1. Origem
 
No direito romano, as garantias reais de créditos eram divididas em duas categorias, a saber: a fidúcia cum creditore contract e o pignus.
 
Na primeira, o devedor fiduciante transferia a propriedade quiritária por meio de uma res mancipi ao credor fiduciário mediante macipatio ou in iure cessio. Ao mesmo tempo, acordava-se a restituição pelo fiduciário da propriedade ao solvens quando adimplida a obrigação; do contrário, este podia exigir a restituição. Se não pagasse o débito, permitiria ao credor a vender o bem a terceiro.
 
Historicamente, o penhor possessório consistia na transferência da posse da coisa ao credor através da traditio, em garantia a débito até seu pagamento pelo solvens. Contudo, isso retirava-lhe o poder de destinação do bem, seu potencial de produção e sua capacidade para cumprir a obrigação principal.
 
No Período Pré-clássico, os romanos perceberam os ótimos resultados de outra obrigação acessória na Grécia Antiga, em que era dispensável a transferência do bem ao credor. Com efeito, vinculava-se um bem específico à obrigação principal, o que a aproximou do pignus, sem a transferência de sua posse.
 
A hipoteca é originária do grego, do termo “hypotheca” e significa a submissão de uma coisa à outra. Era uma espécie de penhor independente de qual bem recaísse, em que se conferia publicidade através de uma pedra aposta na frente do imóvel. Todos que passassem teriam ciência da existência de um ônus sobre o imóvel.
 
O sistema romano foi herdado atavicamente pelo direito português e influenciou às regras das Ordenações do Império. No entanto, houve uma preocupação dos juristas lusitanos em se dar “ordem a esse caos” imperante no conhecimento jurídico residual romano.
 
2. Evolução legislativa no Brasil
 
A evolução das leis hipotecárias no Período Colonial, no Império e na República está atrelada ao Registro de Imóveis. Este, por sua vez, tem sua emergência atrelada ao presente gravame, uma necessidade a economia em desenvolvimento e do acesso ao crédito com juros mais baixos ao tomador e riscos menores ao mutuante.
 
A Lei nº 317, de 21 de outubro de 1843 criou o tímido Registro Geral das Hipotecas, regulamentado pelo Decreto nº 482, de 15 de novembro de 1846 e cópia da legislação francesa, espanhola e portuguesa. Atribuiu-se em caráter provisório a um tabelião, nomeado pelo presidente da respectiva província. Havia um em cada comarca do Império, vinculada a sua competência, conforme sito o bem oferecido em garantia. A hipoteca, à época, estava atrelada a publicidade dos registros, a prioridade dos títulos protocolados e a especialização do bem dado em garantia, como o é hodiernamente.

→ **Exercício**:
Reproduza sem alterações a parte do texto sobre a história da hipoteca que começa em “O sistema romano” e segue até “jurídico residual romano.”.

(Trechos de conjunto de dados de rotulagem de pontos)
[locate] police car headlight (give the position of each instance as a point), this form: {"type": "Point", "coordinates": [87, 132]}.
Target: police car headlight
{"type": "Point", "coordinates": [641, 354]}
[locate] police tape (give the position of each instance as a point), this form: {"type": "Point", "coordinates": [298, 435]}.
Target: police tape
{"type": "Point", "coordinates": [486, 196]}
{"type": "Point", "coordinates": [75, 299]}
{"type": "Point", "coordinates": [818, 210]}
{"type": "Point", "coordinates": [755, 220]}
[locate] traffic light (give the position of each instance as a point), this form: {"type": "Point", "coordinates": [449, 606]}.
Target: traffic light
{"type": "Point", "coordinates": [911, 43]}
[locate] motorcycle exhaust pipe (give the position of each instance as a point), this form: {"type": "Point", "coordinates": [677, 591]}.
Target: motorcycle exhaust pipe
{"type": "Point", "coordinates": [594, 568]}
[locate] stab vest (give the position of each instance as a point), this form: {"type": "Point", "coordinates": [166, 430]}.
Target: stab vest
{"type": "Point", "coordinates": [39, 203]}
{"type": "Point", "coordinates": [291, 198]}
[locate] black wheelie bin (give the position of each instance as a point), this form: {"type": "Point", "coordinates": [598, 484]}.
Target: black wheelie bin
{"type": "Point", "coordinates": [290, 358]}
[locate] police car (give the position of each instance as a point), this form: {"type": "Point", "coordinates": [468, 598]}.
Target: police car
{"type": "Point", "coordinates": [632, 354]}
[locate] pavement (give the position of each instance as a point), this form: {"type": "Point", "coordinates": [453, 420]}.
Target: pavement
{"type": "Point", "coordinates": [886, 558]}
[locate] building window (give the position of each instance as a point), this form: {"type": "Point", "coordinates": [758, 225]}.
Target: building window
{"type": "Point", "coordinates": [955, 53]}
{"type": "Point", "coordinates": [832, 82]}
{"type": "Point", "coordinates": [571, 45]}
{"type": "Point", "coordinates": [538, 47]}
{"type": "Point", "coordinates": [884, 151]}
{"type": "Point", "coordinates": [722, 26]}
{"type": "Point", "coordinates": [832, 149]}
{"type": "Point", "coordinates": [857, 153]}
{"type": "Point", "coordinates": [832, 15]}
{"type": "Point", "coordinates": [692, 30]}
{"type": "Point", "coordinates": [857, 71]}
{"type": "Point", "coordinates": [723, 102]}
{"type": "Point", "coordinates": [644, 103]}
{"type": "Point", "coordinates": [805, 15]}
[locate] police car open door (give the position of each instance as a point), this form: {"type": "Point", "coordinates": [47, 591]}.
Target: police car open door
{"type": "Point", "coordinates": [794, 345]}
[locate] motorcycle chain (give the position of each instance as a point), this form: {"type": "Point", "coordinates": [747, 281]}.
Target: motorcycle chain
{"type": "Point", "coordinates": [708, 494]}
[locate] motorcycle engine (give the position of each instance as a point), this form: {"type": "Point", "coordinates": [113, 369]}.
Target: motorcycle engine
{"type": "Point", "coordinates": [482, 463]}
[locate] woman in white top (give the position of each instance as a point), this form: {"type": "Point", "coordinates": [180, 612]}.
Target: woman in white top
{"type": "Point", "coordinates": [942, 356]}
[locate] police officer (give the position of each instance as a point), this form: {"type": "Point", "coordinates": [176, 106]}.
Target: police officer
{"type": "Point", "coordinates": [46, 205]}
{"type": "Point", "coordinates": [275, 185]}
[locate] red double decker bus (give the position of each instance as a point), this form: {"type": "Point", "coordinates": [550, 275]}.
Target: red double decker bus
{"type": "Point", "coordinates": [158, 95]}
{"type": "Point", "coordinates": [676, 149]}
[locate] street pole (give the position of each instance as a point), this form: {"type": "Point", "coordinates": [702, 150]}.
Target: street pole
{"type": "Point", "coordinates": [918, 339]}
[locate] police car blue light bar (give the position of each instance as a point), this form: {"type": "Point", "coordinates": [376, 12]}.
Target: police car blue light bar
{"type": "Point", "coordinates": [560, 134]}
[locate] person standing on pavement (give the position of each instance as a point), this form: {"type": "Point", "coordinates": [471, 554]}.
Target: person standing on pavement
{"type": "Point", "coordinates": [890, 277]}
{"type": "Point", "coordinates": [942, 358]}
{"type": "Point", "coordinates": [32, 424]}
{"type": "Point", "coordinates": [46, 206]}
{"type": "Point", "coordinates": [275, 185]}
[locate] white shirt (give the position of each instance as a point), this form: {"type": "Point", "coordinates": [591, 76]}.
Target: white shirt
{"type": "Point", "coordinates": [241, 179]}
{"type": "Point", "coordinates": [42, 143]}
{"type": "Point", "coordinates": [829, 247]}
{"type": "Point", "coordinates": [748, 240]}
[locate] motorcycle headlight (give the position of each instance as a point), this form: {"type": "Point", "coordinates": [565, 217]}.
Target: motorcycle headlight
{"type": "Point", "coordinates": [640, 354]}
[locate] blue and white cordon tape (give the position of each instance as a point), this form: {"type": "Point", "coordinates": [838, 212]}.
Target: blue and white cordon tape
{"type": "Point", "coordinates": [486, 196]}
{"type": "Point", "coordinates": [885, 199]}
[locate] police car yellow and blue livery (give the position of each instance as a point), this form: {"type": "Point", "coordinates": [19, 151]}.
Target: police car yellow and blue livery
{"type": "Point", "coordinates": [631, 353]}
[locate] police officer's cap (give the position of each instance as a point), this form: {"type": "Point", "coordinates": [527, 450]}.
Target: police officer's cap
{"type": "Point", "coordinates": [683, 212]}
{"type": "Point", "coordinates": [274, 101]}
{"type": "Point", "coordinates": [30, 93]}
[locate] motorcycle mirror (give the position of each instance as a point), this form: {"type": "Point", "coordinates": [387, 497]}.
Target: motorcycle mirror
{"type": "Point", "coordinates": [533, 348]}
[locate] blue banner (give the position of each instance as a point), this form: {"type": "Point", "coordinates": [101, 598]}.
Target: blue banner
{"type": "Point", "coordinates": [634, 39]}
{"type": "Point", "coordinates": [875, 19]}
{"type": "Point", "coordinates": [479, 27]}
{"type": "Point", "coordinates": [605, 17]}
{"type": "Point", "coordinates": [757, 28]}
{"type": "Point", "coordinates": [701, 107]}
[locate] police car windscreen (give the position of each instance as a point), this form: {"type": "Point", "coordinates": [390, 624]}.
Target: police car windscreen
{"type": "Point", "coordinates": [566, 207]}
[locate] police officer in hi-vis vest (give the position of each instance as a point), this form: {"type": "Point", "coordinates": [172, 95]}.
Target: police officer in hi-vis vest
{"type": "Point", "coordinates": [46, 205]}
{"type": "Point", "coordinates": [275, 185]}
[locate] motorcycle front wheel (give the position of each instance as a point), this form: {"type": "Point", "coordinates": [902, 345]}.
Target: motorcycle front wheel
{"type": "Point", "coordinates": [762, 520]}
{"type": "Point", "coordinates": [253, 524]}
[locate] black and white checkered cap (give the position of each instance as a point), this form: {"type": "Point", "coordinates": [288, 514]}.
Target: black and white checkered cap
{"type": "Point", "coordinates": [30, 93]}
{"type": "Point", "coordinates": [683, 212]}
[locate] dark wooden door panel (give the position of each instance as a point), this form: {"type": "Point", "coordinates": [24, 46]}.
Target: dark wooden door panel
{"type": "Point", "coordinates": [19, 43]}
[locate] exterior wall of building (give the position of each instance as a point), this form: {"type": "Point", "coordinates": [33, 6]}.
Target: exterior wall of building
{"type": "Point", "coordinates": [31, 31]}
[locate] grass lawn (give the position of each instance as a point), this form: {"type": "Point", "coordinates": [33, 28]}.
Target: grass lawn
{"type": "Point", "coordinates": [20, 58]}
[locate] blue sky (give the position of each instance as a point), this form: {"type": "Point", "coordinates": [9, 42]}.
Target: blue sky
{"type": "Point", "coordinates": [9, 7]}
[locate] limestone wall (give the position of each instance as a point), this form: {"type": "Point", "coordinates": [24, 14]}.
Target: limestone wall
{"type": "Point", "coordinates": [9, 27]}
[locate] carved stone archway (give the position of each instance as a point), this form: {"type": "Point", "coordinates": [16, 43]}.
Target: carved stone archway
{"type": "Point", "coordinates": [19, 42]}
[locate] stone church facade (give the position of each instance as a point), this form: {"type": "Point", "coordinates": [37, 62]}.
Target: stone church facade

→ **Resposta completa**:
O sistema romano foi herdado atavicamente pelo direito português e influenciou às regras das Ordenações do Império. No entanto, houve uma preocupação dos juristas lusitanos em se dar “ordem a esse caos” imperante no conhecimento jurídico residual romano.